**Excerpt to read**:
The events of 2020 may have convinced corporate leaders that environmental and social issues deserve a more prominent role in their decision-making.

The logistics sector is full of acronyms, from 3PL and LTL to TMS and AMR. Those terms have been around for years, offering a helpful shorthand for concepts like third-party logistics, less than truckload, transportation management system, and autonomous mobile robot.

But supply chain professionals have lately added an array of new abbreviations that seem to apply more to companies’ values and behavior than to the nuts and bolts of moving freight. Press releases and quarterly earnings reports are now peppered with acronyms like ESG, DEI, and CSR.


Although these terms are not brand new, they rarely come up in business conversations. After all, logistics and supply chain professionals might ask, when your basic task is to move a load from Point A to Point B, who has time to discuss things like environmental, social, and corporate governance issues (ESG); diversity, equity, and inclusion (DEI); or corporate social responsibility (CSR)?

And in a year like 2020, companies throughout the logistics sector certainly had their plates full, under pressure to boost earnings, cut costs, and find workers, and do it all while keeping up with the next-day delivery clock popularized by Amazon.

With logistics practitioners sidelined by those business realities, the adoption of policies that focus on ESG, DEI, or CSR has generally been driven by public relations departments looking to buff up the corporate image. For instance, a retailer might boast about using recyclable packaging, a trucking fleet might donate to a tree-planting campaign to combat climate change, or a freight forwarder might tout the number of women managers in its ranks.

But judging by recent trends in business jargon, the intense events of 2020 may have served to convince corporate leaders that environmental and social issues deserve a more prominent role in their decision-making.

Those events seemed to come in three layers, beginning with a historic year for weather, featuring multiple hurricanes, droughts in the Western U.S., California wildfires, and a Texas deep-freeze. At the same time, the Covid-19 crisis revealed the plight of “essential workers,” who continued reporting for shifts at their hourly-wage jobs while many white-collar professionals converted to work-from-home status. And thirdly, the U.S. saw months of political upheaval, sparked by the growing racial justice movement in the wake of George Floyd’s killing by Minneapolis police and compounded by the violent storming of the U.S. Capitol.

**Exercise 1**:
Answer these questions about the passage on logistics acronyms:
(a) What does TMS stand for?
(b) Which departments have generally driven the adoption of ESG, DEI, or CSR policies?
(c) Which city's police are named in connection with George Floyd's killing?
**Exercise 2**: Please transcribe the passage on logistics acronyms word for word, starting at "And in a year" and ending at "popularized by Amazon.".
**Exercise 3**: Go on with the passage on logistics acronyms from its final sentence.

Saved entries
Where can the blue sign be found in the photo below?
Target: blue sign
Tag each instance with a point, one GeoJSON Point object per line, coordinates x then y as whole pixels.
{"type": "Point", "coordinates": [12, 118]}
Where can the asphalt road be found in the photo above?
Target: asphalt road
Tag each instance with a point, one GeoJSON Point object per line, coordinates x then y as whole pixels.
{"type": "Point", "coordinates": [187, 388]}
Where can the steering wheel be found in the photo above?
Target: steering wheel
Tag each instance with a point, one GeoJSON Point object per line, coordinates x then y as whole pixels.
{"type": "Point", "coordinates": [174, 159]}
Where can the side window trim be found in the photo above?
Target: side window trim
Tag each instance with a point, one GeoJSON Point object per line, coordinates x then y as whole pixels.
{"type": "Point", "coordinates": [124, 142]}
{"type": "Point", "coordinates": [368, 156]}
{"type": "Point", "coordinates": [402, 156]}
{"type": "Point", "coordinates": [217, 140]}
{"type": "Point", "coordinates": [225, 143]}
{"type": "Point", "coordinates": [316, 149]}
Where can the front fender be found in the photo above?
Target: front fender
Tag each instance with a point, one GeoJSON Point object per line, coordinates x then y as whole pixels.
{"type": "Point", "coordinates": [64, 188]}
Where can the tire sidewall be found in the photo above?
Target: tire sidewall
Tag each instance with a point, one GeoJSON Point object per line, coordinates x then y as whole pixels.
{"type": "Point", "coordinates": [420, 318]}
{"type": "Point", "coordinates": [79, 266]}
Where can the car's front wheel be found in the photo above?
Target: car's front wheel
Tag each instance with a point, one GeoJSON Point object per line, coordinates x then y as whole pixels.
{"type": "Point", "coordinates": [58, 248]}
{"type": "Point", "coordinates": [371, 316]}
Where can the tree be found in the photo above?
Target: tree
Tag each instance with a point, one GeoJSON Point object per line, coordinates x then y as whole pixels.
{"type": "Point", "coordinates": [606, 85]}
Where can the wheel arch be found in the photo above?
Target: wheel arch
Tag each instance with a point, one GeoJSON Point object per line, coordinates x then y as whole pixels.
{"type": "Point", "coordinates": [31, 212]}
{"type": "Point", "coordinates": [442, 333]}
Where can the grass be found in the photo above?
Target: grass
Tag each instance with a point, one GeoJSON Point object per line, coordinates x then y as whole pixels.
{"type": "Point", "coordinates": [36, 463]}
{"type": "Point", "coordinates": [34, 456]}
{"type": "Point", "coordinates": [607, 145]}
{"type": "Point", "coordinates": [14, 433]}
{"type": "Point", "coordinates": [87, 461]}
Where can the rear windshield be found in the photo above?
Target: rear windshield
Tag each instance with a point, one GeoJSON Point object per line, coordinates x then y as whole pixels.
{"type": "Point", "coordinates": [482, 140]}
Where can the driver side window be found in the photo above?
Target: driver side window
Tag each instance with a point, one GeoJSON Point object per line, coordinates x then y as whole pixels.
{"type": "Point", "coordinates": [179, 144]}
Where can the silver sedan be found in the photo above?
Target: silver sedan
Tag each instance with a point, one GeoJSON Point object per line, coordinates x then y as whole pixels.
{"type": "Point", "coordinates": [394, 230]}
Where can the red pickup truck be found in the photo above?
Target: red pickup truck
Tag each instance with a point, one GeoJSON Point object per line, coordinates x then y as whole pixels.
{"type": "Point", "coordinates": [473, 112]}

**Result 1**:
(a) Transportation management system
(b) Public relations departments
(c) Minneapolis

**Result 2**:
And in a year like 2020, companies throughout the logistics sector certainly had their plates full, under pressure to boost earnings, cut costs, and find workers, and do it all while keeping up with the next-day delivery clock popularized by Amazon.

**Result 3**:
As those three waves washed over the nation and changed peoples’ lives, we witnessed a growing number of logistics companies take up the causes of ESG, DEI, and CSR.

We saw freight-forwarding powerhouses like Kuehne + Nagel commit to carbon-neutral less-than-containerload shipments. We saw major players like the Port of Los Angeles back its minority dockworkers as they called for a nine-minute work stoppage to honor George Floyd. We saw companies like Ryder System Inc. offer employees paid time off to get their coronavirus vaccine. We saw business groups like the Retail Industry Leaders Association (RILA) condemn the actions of the Washington, D.C., rioters and demand a return to civil discourse.

The question now is whether those trends will maintain their momentum. Early signs indicate they might. For example, analysts say that global manufacturers have been thinking twice about returning to Chinese factories after pandemic shutdowns, citing not tariff or virus concerns but rather the Chinese government’s brutal treatment of minority populations like the Uighurs.

Adopting more sustainable and inclusive practices is also good for business, especially in a sector with a chronic labor shortage. Recent surveys show that Gen Y and Gen Z workers have a fierce social conscience and won’t even apply for jobs at a company that doesn’t “walk the walk” with its ESG, DEI, and CSR policies.

If so, those are three more acronyms we’ll need to track as KPIs—sorry, I mean key performance indicators—in the business of logistics. And that would be a fitting legacy to the wild year of 2020.